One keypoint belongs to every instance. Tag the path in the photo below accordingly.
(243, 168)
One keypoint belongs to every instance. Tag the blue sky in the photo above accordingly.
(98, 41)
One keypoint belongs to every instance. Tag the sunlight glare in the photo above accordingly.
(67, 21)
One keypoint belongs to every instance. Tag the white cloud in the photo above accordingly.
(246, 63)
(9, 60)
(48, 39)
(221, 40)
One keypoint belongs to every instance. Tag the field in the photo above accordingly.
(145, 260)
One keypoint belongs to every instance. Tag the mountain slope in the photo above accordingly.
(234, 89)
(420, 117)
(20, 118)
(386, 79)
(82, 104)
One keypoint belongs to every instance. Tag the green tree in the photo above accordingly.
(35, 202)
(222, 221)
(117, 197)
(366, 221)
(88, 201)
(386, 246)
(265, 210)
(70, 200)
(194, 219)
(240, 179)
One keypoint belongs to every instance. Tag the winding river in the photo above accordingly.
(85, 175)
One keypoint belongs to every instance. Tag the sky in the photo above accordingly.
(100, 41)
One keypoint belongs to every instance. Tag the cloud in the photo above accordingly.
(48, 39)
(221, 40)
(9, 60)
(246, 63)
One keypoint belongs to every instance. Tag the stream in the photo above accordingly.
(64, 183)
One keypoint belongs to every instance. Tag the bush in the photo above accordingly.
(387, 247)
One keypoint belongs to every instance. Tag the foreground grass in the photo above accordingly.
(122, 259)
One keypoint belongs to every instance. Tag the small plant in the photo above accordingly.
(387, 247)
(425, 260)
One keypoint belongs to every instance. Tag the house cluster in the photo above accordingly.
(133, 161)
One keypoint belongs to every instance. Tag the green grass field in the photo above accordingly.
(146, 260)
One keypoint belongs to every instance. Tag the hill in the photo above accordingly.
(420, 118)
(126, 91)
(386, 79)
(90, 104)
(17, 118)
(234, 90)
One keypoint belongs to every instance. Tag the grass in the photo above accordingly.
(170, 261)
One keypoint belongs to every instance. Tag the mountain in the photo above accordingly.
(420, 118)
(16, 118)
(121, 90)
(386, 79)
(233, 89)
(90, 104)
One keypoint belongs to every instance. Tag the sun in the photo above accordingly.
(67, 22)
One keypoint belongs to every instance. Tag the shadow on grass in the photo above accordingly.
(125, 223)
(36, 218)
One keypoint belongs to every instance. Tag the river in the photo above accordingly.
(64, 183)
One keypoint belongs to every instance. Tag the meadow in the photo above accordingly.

..............................

▸ Instructions for the task
The lines wanted are those from the one holding "One keypoint belongs to every instance. Tag the sun in" through the final line of the listing; print them exactly.

▸ Completed exercise
One keypoint belongs to every instance. Tag the sun in the photo above accordingly.
(67, 22)
One keypoint belongs to every instance. Tag the shadow on grass in the photo above accordingly.
(125, 223)
(36, 218)
One keypoint belongs to every instance. Tag the river in the photo above accordingly.
(64, 183)
One keypoint belongs to every instance. Tag the meadow in the photo above accordingly.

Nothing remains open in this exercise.